(TASK INPUT)
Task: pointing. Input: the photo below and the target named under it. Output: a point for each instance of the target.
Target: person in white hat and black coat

...

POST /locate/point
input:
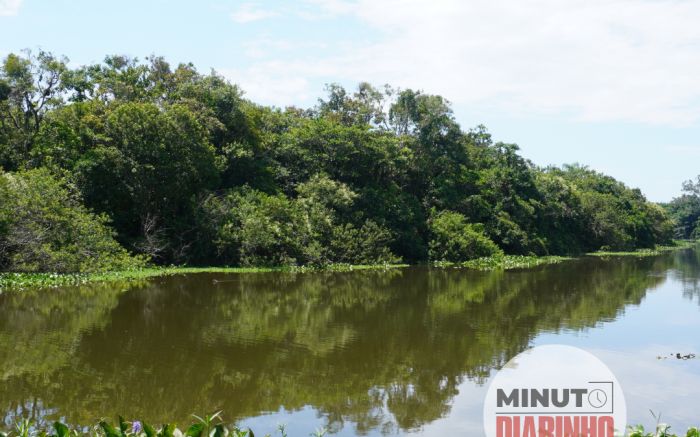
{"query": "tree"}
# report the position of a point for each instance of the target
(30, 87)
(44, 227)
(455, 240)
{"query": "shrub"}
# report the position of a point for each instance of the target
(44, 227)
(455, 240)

--

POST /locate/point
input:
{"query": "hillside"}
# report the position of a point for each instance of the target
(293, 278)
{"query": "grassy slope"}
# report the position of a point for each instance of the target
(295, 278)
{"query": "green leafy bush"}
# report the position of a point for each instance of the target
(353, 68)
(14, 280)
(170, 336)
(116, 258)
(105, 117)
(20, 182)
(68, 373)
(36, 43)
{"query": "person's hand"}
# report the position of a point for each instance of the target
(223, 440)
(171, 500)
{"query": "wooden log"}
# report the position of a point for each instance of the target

(REQUIREMENT) What you give back should be exactly the lines of the data above from the line with "Task: pointing. Input: the" through the line with "Target: person in white hat and black coat", both of those included, and nothing more.

(EXPECTED OUTPUT)
Task: pointing. Input: the photo below and the target named under it. Output: a point for each instance of the target.
Target: person in white hat and black coat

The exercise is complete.